------ PROVIDED ENTRIES ------

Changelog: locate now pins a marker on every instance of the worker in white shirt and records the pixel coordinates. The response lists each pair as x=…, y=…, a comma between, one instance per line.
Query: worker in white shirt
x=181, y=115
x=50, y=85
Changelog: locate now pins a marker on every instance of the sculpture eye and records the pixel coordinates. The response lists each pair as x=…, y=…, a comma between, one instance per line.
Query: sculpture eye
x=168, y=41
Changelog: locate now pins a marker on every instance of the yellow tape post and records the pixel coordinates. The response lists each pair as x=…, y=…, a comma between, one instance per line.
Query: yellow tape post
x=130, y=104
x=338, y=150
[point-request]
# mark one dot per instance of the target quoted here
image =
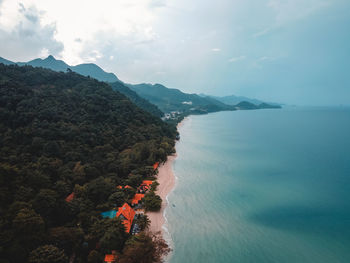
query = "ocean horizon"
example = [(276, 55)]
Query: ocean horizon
[(262, 186)]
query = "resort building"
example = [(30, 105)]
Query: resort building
[(126, 214), (70, 197)]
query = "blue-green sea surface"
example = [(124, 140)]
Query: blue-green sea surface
[(262, 186)]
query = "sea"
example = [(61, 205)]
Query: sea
[(262, 186)]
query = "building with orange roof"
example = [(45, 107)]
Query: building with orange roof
[(147, 182), (137, 198), (126, 214), (155, 166), (110, 258), (70, 197)]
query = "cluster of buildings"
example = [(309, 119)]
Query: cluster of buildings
[(126, 212), (171, 115)]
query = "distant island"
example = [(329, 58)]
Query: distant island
[(169, 104)]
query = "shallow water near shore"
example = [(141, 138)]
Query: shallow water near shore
[(262, 186)]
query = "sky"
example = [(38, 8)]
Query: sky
[(287, 51)]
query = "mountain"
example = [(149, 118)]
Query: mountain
[(242, 102), (138, 100), (5, 61), (50, 62), (169, 100), (234, 100), (94, 71), (63, 134)]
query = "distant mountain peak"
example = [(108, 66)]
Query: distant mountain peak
[(87, 69), (50, 57)]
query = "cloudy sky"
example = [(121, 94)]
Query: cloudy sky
[(289, 51)]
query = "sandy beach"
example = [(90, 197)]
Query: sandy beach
[(166, 180)]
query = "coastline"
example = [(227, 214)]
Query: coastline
[(166, 180)]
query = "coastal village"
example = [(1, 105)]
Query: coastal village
[(128, 211)]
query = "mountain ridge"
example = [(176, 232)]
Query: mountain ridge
[(85, 69)]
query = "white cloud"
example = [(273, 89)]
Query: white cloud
[(23, 35), (235, 59)]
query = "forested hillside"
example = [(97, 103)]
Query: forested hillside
[(140, 102), (62, 133)]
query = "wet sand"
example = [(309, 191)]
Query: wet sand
[(166, 180)]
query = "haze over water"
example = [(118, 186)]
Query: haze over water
[(263, 186)]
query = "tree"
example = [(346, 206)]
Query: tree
[(94, 257), (28, 222), (117, 198), (45, 202), (48, 254), (142, 221), (152, 201)]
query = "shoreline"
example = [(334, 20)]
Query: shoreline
[(166, 179)]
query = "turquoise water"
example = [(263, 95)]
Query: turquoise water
[(262, 186)]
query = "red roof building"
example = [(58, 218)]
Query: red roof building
[(147, 182), (137, 198), (155, 166), (126, 213), (110, 258), (70, 197)]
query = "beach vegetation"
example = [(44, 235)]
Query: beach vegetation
[(66, 143)]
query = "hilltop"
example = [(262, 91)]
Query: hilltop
[(65, 135)]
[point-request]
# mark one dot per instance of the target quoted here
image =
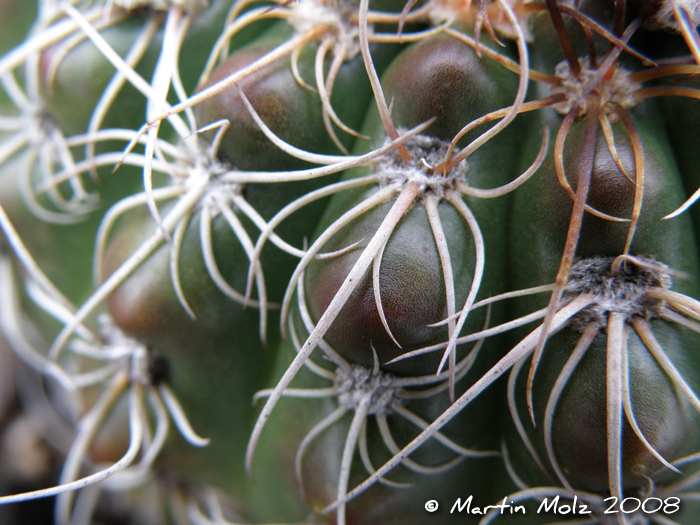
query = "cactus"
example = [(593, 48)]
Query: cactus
[(272, 262)]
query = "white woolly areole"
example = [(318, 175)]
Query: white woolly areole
[(354, 382), (624, 292), (191, 6), (427, 153), (309, 14), (618, 89), (665, 17)]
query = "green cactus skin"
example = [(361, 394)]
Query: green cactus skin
[(540, 221)]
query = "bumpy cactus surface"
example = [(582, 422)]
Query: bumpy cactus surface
[(349, 262)]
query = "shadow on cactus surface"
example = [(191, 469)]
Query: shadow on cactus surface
[(271, 263)]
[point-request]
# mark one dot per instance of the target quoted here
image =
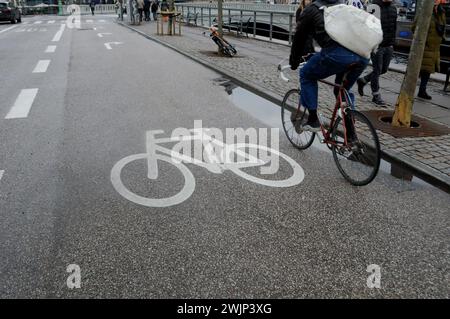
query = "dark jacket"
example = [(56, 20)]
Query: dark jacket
[(431, 55), (311, 22), (154, 6), (146, 5), (388, 17)]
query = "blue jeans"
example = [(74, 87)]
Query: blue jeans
[(329, 61)]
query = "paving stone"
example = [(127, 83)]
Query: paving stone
[(256, 64)]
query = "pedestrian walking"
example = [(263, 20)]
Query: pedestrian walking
[(140, 6), (164, 6), (382, 57), (300, 9), (92, 6), (154, 9), (431, 55), (147, 10)]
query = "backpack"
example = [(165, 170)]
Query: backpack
[(353, 28)]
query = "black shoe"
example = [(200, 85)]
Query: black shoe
[(378, 101), (424, 95), (312, 126), (361, 85)]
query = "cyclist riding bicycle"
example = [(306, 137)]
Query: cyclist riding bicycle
[(332, 59)]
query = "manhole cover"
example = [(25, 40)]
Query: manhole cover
[(420, 127), (216, 55)]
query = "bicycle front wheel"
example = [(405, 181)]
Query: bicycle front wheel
[(293, 116), (359, 160)]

------

WHAT TO PRODUCE: Copy all of the lines above word for word, leaving the pictures out.

RESULT OF THIS TASK:
Changelog: locate now pins a marker on every instance of the worker in white shirt and records the pixel coordinates. The response lists each pair as x=…, y=…, a comma between, one instance per line.
Query: worker in white shirt
x=181, y=115
x=50, y=85
Changelog: locate now pins a marker on every instance of the sculpture eye and records the pixel coordinates. The response lists each pair as x=…, y=…, a comma between, one instance per line.
Query: sculpture eye
x=168, y=41
Changelog: locate now pins a marker on every instance of the yellow tape post and records the pixel coordinates. The response lists each pair as x=…, y=…, a comma between, one instance per line.
Query: yellow tape post
x=130, y=104
x=338, y=150
[point-request]
# mark one dot per instance of the target quoted here
image =
query = "ocean horizon"
example = [(276, 55)]
Query: ocean horizon
[(262, 186)]
query = "resort building"
example = [(30, 105)]
Query: resort building
[(126, 214), (70, 197)]
query = "blue-green sea surface"
example = [(124, 140)]
Query: blue-green sea surface
[(262, 186)]
query = "sea"
example = [(61, 205)]
Query: sea
[(262, 186)]
query = "building with orange roof"
example = [(45, 107)]
Query: building with orange roof
[(147, 182), (137, 198), (126, 214), (155, 166), (110, 258), (70, 197)]
query = "cluster of buildings"
example = [(309, 119)]
Query: cluster of buildings
[(126, 212), (171, 115)]
query = "distant island"
example = [(329, 58)]
Query: distant island
[(169, 104)]
query = "shallow water near shore"
example = [(141, 138)]
Query: shallow water near shore
[(262, 186)]
query = "sky"
example = [(38, 8)]
Query: sky
[(287, 51)]
query = "mountain"
example = [(149, 118)]
Query: mountain
[(242, 102), (138, 100), (5, 61), (50, 62), (169, 100), (234, 100), (94, 71), (63, 134)]
query = "distant mountain peak"
example = [(108, 66)]
Query: distant mountain peak
[(87, 69), (50, 57)]
query = "cloudy sky"
example = [(121, 94)]
Query: cloudy sky
[(289, 51)]
query = "sandy beach"
example = [(90, 197)]
Query: sandy beach
[(166, 180)]
query = "coastline"
example = [(227, 214)]
Query: coastline
[(166, 180)]
query = "coastal village"
example = [(1, 105)]
Query: coastal village
[(128, 211)]
query = "mountain ridge"
example = [(176, 232)]
Query: mountain ridge
[(85, 69)]
query = "white cloud"
example = [(273, 89)]
Query: white cloud
[(23, 35), (235, 59)]
query = "forested hillside"
example = [(97, 103)]
Query: forested hillside
[(140, 102), (62, 133)]
query = "wet sand"
example = [(309, 191)]
Query: wet sand
[(166, 180)]
query = "haze over water"
example = [(118, 186)]
Query: haze over water
[(263, 186)]
query = "tree"
example = [(346, 206)]
Query: tree
[(94, 257), (28, 222), (117, 198), (45, 202), (48, 254), (142, 221), (152, 201)]
query = "shoreline"
example = [(334, 20)]
Query: shoreline
[(166, 179)]
query = "turquoise water"
example = [(263, 95)]
Query: turquoise water
[(262, 186)]
query = "red roof building"
example = [(58, 218)]
Query: red roof building
[(147, 182), (137, 198), (155, 166), (126, 213), (110, 258), (70, 197)]
query = "beach vegetation"
example = [(44, 235)]
Query: beach vegetation
[(66, 143)]
query = "hilltop"
example = [(262, 91)]
Query: hilltop
[(65, 135)]
[point-request]
# mark one dot per instance of the target quoted here
image =
query = "cactus"
example = [(593, 48)]
Query: cactus
[(272, 262)]
query = "white woolly areole"
example = [(318, 175)]
Query: white woolly areole
[(354, 382), (624, 292), (191, 6), (427, 153), (309, 14), (618, 89), (665, 17)]
query = "green cactus skin"
example = [(361, 394)]
Query: green cactus skin
[(540, 221)]
query = "bumpy cactus surface"
example = [(582, 422)]
Query: bumpy cactus surface
[(349, 262)]
query = "shadow on cactus surface"
example = [(191, 469)]
Query: shadow on cactus surface
[(271, 263)]
[point-request]
# mark one dot per instance of the target quoted here
image =
query = "dark jacket"
example = [(56, 20)]
Query: dark jacket
[(431, 55), (311, 22), (154, 6), (146, 5), (388, 17)]
query = "blue jeans"
example = [(74, 87)]
Query: blue jeans
[(329, 61)]
query = "paving stone"
example = [(127, 83)]
Query: paving stone
[(256, 64)]
query = "pedestrian walking"
example = [(263, 20)]
Query: pedestrian walking
[(140, 6), (164, 6), (382, 57), (300, 9), (92, 6), (154, 9), (431, 55), (147, 10)]
query = "backpack"
example = [(165, 170)]
Query: backpack
[(353, 28)]
query = "black shoe"
example = [(200, 85)]
Query: black shoe
[(378, 101), (424, 95), (312, 126), (361, 85)]
query = "cyclist riding bicycle"
example = [(306, 137)]
Query: cyclist riding bicycle
[(332, 59)]
query = "manhole cover"
example = [(25, 40)]
Query: manhole cover
[(420, 127), (216, 55)]
query = "bicycle front wheel"
example = [(405, 181)]
Query: bicycle front wheel
[(293, 116), (359, 160)]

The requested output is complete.